EXCERPTED PASSAGE:
==========

DOI: 10.4236/me.2016.71010   PDF   HTML   XML   3,888 Downloads   4,322 Views  

Abstract

Based on the theory of heterogeneous enterprise trade and enterprise micro-data, this paper investigates the influence of direct export and indirect export on enterprise productivity, and explains the knowledge spillovers of the hypothesis of “learning by exporting” from the perspective of the relationship between export and enterprise productivity. Empirical results show that: direct export improves enterprise productivity which increased with the rising of direct export intensity. By contrast, indirect export exerts little influence on enterprise productivity. We conclude that direct export is an important channel for “learning by exporting” which is of great significance to improvement of enterprise productivity.

Share and Cite:

Zhang, X. (2016) Export Mode Heterogenicity and Enterprise Productivity—A Test about Learning by Exporting. Modern Economy, 7, 84-91. doi: 10.4236/me.2016.71010.

Received 30 December 2015; accepted 23 January 2016; published 26 January 2016

1. Introduction

More enterprises are entering global market for better profits and higher productivity with the increasingly rapid progress of economic globalization. Domestic and foreign scholars have paid high attention to micro-level investigation on relationship between export and enterprise productivity in recent years. Their researches were mainly about two hypotheses on the basis of heterogeneous enterprise trade theory. The first was “self-selection” hypothesis which assumes that only enterprises with high productivity are able to afford sunk costs for participating in international trade in the export market. The second was the hypothesis of “learning by exporting” which is about the positive role of export in promoting enterprise productivity.

==========

DATASET EXTRACT:
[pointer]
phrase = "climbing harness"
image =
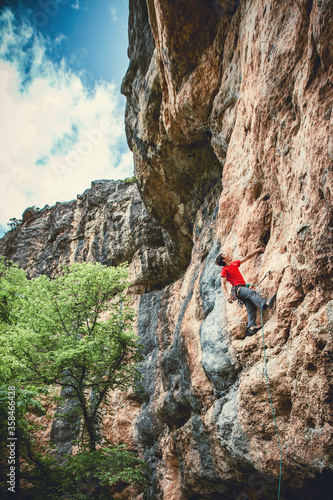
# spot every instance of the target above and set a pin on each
(266, 373)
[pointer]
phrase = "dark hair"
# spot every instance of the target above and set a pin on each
(220, 260)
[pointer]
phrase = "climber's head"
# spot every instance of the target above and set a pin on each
(223, 259)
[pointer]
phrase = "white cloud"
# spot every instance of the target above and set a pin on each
(56, 136)
(113, 12)
(77, 6)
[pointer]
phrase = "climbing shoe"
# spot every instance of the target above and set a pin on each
(270, 303)
(252, 330)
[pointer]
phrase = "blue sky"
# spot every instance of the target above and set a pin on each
(62, 114)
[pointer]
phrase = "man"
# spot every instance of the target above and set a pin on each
(249, 297)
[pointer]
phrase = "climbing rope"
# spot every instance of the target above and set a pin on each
(269, 392)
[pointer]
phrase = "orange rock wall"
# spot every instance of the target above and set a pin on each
(229, 115)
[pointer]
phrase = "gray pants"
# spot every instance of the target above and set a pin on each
(251, 300)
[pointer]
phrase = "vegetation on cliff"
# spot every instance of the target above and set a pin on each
(75, 333)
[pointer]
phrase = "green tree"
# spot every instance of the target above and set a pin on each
(74, 331)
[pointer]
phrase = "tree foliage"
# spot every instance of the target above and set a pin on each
(74, 331)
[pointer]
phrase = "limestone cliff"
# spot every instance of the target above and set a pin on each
(229, 116)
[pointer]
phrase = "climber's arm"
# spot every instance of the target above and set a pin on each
(224, 288)
(252, 254)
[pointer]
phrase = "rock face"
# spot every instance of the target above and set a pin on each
(108, 223)
(229, 116)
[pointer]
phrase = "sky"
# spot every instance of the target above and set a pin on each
(62, 114)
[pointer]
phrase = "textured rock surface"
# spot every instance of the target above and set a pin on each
(229, 115)
(108, 223)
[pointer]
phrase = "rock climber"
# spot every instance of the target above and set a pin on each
(230, 272)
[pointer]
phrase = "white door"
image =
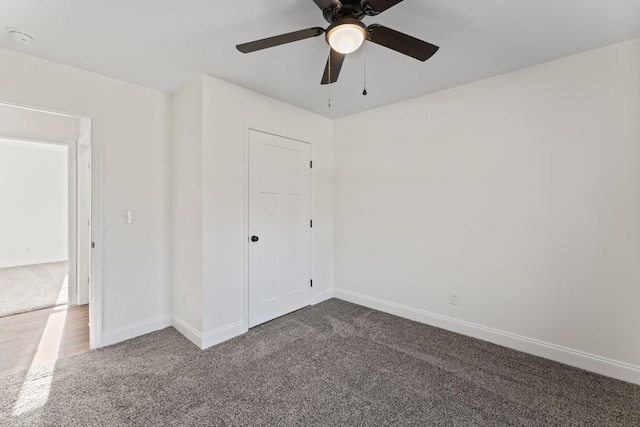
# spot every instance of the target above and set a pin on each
(279, 226)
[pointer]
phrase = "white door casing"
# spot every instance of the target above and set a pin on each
(279, 226)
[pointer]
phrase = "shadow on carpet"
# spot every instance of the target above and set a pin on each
(333, 364)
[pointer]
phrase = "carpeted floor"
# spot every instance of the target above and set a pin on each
(333, 364)
(32, 287)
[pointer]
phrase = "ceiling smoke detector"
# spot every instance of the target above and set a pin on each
(19, 36)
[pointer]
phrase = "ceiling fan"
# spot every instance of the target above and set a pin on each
(346, 33)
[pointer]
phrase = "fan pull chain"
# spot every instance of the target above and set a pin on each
(364, 67)
(329, 78)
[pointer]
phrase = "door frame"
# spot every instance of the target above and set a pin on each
(87, 129)
(245, 231)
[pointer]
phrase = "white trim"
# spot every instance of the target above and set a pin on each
(134, 330)
(320, 296)
(223, 334)
(191, 333)
(590, 362)
(211, 338)
(96, 333)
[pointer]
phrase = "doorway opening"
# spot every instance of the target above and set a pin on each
(45, 253)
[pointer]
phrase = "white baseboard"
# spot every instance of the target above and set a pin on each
(135, 330)
(578, 359)
(211, 338)
(224, 333)
(320, 296)
(189, 332)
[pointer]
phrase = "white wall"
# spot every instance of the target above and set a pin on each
(132, 133)
(22, 123)
(226, 112)
(521, 192)
(187, 209)
(33, 203)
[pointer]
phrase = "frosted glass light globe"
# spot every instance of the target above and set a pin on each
(346, 38)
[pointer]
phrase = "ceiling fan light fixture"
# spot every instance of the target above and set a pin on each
(346, 37)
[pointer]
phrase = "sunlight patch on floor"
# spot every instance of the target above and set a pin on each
(37, 383)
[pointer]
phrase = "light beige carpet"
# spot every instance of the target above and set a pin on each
(32, 287)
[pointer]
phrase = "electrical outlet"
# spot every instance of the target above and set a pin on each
(453, 297)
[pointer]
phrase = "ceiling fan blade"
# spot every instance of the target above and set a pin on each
(328, 4)
(401, 42)
(281, 39)
(377, 6)
(332, 69)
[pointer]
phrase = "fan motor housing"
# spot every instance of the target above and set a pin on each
(352, 9)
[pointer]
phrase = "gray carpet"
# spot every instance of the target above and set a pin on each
(333, 364)
(32, 287)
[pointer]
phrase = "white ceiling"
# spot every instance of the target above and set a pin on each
(164, 43)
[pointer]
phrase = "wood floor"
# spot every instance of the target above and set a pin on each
(42, 336)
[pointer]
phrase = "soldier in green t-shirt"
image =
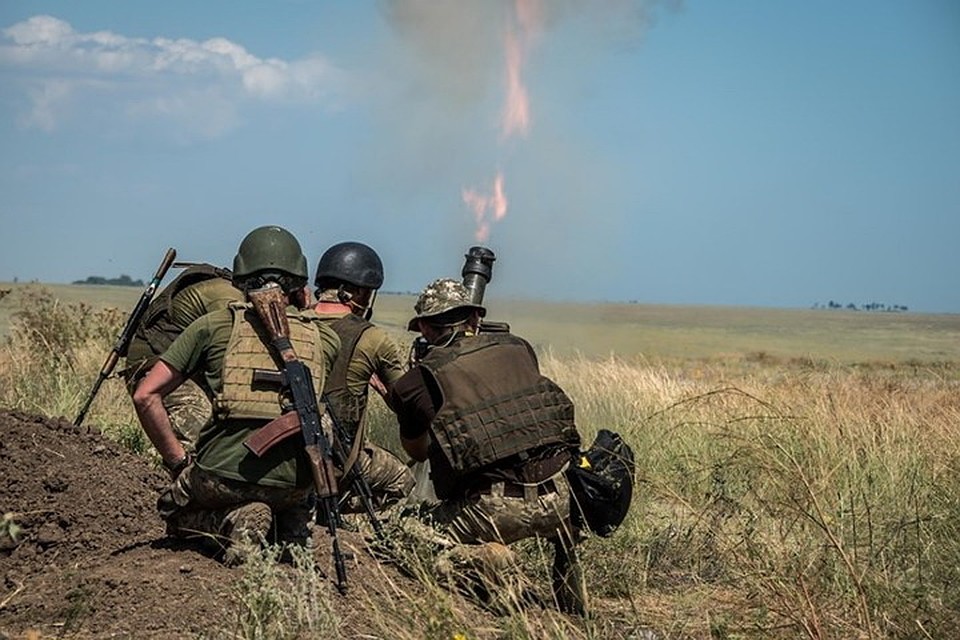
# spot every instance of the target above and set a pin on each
(227, 493)
(348, 277)
(196, 291)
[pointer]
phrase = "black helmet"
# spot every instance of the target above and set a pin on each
(351, 262)
(269, 249)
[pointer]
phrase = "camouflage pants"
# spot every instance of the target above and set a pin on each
(495, 517)
(188, 406)
(390, 480)
(202, 504)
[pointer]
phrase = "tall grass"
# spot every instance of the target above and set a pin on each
(826, 498)
(774, 498)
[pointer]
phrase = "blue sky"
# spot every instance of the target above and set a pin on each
(757, 152)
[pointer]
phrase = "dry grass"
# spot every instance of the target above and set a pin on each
(778, 495)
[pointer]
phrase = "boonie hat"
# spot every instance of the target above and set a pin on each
(440, 296)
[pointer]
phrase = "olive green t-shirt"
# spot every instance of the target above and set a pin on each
(200, 349)
(376, 353)
(202, 298)
(186, 306)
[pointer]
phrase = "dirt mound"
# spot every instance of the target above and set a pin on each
(82, 550)
(84, 554)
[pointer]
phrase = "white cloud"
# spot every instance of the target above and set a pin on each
(147, 78)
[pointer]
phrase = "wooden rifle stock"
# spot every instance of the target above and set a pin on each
(269, 303)
(126, 336)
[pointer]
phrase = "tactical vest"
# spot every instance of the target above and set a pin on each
(496, 404)
(347, 407)
(247, 351)
(157, 328)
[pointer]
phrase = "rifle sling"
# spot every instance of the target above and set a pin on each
(355, 448)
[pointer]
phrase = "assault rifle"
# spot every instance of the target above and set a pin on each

==========

WHAT YOU NEED TO DO:
1 > According to the abstract on export mode and enterprise productivity, what effect does indirect export have on enterprise productivity?
2 > Gather each line in the records that contains the string "wall".

EXPECTED OUTPUTS:
1 > Indirect export exerts little influence on enterprise productivity.

2 >
phrase = "orange rock wall"
phrase = "white wall"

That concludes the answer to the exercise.